◆ **Exercise brief**
Please retype the material beneath this task exactly, starting with its first line and finishing with the line containing "Return one point per instance of the train window.".
************
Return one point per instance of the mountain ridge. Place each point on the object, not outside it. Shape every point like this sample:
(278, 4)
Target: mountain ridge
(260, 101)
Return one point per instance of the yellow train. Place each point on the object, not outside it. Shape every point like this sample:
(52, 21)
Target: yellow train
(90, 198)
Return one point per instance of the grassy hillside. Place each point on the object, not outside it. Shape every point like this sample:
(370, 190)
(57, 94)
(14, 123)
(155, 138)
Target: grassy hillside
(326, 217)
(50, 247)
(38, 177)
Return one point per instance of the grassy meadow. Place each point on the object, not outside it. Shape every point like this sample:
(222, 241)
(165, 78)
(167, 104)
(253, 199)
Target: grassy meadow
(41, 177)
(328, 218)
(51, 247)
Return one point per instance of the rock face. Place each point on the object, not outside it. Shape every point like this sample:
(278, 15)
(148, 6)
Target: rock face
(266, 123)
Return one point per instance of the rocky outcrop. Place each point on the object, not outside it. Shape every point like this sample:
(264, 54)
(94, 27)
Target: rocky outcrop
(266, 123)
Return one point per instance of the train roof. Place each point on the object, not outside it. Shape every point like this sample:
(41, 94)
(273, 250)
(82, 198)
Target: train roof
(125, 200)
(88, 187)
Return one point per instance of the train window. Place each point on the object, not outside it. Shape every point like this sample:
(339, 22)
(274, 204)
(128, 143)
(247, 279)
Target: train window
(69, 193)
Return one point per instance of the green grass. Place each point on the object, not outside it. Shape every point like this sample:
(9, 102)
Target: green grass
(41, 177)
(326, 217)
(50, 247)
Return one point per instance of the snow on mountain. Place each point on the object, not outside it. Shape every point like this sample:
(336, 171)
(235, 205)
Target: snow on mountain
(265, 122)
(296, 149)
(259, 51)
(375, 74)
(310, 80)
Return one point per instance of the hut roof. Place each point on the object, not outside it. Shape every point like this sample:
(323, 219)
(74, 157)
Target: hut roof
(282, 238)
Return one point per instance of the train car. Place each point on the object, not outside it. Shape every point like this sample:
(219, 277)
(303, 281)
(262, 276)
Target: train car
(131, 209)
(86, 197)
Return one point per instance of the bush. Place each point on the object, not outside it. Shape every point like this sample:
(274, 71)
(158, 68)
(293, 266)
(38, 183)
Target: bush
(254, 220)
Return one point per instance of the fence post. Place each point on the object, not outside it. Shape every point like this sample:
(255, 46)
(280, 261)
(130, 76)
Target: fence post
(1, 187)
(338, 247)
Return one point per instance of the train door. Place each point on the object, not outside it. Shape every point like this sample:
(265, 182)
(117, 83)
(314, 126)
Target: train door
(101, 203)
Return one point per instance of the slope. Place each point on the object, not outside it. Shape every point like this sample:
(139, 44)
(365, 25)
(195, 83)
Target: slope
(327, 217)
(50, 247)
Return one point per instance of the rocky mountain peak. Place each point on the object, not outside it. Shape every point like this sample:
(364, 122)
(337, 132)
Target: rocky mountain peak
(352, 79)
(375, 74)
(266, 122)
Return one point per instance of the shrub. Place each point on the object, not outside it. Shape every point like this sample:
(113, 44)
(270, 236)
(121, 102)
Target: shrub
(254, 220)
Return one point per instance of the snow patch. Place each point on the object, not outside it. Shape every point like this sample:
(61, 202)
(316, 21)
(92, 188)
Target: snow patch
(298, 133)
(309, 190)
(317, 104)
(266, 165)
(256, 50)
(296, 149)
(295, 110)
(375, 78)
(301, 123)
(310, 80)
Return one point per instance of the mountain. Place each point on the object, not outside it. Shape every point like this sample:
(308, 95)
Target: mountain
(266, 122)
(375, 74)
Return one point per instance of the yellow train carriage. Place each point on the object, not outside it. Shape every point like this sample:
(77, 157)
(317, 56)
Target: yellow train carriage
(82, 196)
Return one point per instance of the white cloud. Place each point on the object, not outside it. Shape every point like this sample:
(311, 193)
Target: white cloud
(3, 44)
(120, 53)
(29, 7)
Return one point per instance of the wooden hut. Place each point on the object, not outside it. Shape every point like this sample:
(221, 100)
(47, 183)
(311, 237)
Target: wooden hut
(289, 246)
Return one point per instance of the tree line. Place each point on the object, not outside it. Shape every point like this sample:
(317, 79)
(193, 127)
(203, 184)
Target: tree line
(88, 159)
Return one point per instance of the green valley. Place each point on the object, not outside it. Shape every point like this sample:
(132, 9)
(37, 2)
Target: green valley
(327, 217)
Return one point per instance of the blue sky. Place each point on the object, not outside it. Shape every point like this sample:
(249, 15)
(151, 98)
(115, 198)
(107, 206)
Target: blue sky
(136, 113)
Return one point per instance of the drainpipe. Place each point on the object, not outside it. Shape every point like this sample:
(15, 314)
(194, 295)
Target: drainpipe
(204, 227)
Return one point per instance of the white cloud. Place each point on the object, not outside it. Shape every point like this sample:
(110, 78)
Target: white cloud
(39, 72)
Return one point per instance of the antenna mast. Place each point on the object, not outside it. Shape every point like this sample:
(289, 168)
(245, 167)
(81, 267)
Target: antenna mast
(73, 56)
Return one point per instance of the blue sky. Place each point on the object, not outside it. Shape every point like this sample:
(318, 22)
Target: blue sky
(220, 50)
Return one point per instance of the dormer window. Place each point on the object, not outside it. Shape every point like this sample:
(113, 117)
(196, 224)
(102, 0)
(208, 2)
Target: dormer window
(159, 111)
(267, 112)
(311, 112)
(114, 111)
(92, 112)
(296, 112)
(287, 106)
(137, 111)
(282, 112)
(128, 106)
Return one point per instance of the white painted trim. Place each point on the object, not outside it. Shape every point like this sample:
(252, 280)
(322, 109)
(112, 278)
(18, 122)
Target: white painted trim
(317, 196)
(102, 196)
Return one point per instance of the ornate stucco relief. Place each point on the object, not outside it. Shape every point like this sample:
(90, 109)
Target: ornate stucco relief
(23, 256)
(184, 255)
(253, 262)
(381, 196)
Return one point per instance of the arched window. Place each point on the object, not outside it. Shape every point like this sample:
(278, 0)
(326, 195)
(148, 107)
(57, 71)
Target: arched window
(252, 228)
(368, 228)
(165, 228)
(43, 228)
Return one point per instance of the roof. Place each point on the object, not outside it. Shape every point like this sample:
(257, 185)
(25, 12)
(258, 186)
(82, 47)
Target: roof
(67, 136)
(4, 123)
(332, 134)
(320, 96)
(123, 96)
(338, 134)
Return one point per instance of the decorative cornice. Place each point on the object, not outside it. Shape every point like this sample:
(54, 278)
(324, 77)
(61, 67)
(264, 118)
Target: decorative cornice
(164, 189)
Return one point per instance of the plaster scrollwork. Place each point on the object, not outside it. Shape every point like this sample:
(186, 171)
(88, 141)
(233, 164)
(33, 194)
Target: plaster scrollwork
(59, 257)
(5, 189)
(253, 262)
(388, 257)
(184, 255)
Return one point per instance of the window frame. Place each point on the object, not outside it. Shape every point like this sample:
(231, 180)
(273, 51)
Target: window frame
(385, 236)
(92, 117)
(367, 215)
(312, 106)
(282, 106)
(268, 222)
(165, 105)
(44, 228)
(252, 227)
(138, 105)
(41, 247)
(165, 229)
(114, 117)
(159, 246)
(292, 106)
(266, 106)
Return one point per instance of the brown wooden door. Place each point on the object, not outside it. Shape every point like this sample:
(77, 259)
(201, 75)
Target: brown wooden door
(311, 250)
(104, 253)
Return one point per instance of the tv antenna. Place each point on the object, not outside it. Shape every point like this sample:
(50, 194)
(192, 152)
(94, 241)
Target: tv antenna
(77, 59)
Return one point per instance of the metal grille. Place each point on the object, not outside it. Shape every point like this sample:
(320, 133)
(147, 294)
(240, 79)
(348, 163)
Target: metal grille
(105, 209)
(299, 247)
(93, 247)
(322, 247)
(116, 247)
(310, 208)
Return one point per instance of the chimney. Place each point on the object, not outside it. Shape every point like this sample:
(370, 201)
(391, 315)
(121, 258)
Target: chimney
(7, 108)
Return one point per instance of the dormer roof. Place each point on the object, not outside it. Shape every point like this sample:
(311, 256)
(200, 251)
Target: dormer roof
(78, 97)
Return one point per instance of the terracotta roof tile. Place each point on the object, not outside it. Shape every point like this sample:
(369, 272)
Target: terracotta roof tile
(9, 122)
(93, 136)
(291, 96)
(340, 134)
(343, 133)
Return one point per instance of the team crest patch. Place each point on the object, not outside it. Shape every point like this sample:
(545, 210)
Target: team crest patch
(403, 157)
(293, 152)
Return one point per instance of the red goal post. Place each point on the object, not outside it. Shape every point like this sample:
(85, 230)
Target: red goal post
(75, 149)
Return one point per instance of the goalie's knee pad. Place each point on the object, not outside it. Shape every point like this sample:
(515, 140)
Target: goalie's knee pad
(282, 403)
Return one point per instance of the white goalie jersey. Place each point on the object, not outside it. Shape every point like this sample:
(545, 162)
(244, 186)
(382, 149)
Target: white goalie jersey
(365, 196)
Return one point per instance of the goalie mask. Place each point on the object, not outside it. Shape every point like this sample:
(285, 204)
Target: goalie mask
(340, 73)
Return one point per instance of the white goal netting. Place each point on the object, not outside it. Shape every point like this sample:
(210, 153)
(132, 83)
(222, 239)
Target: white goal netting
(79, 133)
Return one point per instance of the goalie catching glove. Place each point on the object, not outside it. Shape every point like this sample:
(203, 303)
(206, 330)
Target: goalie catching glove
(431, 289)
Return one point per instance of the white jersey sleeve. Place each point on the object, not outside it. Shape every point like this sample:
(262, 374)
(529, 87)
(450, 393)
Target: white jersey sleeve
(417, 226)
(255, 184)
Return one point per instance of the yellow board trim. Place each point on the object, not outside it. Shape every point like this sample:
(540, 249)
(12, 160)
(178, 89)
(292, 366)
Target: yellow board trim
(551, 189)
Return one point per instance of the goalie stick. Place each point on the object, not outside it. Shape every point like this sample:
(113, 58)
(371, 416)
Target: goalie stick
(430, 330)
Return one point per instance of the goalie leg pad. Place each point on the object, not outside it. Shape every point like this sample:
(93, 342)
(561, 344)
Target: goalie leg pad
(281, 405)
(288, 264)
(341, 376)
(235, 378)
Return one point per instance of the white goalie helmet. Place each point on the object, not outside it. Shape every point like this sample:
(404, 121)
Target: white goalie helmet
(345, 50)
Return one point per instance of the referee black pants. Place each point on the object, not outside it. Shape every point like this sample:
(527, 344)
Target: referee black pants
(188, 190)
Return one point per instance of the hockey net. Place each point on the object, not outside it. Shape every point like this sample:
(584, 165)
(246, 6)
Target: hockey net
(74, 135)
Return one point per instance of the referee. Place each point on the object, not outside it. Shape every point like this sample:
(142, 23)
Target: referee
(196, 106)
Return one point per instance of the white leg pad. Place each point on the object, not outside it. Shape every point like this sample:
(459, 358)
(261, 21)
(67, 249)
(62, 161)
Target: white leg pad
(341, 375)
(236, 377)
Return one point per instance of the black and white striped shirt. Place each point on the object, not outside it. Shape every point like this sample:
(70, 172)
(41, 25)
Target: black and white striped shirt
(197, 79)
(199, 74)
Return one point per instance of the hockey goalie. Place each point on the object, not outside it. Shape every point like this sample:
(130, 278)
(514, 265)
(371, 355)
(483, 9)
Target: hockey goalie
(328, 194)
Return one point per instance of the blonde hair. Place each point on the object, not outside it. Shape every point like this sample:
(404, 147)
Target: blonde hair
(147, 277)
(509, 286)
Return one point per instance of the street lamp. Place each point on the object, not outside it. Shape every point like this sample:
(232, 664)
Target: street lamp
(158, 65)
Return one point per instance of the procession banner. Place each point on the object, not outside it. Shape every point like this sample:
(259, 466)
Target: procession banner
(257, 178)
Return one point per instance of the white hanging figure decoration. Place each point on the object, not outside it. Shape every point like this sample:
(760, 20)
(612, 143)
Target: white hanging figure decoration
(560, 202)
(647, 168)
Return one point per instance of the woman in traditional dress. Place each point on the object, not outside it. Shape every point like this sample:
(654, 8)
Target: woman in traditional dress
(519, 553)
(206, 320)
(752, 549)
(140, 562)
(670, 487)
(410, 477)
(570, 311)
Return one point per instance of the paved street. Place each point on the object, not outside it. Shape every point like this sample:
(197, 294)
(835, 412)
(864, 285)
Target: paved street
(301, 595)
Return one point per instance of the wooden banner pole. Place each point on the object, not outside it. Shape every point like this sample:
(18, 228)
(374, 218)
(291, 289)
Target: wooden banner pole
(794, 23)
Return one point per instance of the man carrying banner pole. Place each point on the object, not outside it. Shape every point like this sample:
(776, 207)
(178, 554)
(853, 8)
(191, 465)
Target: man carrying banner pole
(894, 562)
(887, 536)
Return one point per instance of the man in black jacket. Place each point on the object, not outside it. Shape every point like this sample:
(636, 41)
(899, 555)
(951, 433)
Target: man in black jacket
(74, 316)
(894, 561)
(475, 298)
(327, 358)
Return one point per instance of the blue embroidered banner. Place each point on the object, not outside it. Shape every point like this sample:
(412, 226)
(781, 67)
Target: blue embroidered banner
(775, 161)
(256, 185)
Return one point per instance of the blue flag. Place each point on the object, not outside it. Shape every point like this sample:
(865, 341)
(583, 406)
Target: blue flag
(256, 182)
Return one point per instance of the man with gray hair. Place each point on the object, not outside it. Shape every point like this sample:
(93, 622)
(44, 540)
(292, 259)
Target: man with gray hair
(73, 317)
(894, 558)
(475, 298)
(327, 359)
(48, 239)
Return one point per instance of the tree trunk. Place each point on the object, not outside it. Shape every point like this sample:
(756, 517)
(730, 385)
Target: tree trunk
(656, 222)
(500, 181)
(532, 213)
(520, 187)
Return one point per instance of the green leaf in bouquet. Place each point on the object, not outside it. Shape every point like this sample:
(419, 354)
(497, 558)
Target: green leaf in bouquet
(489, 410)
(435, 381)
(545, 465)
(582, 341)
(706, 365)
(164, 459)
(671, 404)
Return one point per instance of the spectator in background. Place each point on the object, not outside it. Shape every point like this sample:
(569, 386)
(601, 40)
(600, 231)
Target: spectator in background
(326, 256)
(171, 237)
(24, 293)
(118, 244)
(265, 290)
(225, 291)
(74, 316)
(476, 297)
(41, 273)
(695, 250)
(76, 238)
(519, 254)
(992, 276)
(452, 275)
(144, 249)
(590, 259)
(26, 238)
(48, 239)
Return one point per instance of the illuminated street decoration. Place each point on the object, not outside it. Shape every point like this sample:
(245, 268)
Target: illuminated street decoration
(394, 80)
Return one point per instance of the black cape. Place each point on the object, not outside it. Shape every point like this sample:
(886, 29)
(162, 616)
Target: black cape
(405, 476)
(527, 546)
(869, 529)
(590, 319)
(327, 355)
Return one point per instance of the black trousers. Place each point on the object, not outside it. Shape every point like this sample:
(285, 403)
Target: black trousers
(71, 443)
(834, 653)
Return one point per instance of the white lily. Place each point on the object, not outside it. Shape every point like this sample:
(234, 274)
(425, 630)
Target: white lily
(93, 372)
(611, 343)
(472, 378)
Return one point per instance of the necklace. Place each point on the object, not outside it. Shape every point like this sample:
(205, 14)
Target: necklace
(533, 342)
************
◆ **Solution for this task**
Return one point per instance of the mountain ridge. Place each point on the object, not outside it. Shape every point like this sample:
(278, 4)
Target: mountain ridge
(260, 101)
Return one point per instance of the yellow train. Place each point on the object, not outside it. Shape every point like this sample:
(52, 21)
Target: yellow train
(90, 198)
Return one point per instance of the grassy hillside. Place each point on the object, not outside it. Shape every point like this sample:
(370, 190)
(57, 94)
(14, 123)
(155, 138)
Target: grassy hillside
(326, 217)
(50, 247)
(38, 177)
Return one point per instance of the grassy meadow. Place each point on the object, not outside it. Shape every point like this sample:
(222, 241)
(165, 78)
(167, 104)
(253, 199)
Target: grassy meadow
(41, 177)
(328, 218)
(51, 247)
Return one point per instance of the rock face. Place each point on the object, not outside it. Shape every point like this sample:
(278, 15)
(148, 6)
Target: rock face
(266, 123)
Return one point per instance of the rocky outcrop. Place each point on the object, not outside it. Shape every point like this sample:
(264, 54)
(94, 27)
Target: rocky outcrop
(266, 123)
Return one point per instance of the train roof. Place each point on the object, not outside it. Shape every point like this sample:
(41, 94)
(273, 250)
(82, 198)
Target: train roof
(125, 200)
(88, 187)
Return one point per instance of the train window. Place each point on the object, not outside it. Shape every point like this sample:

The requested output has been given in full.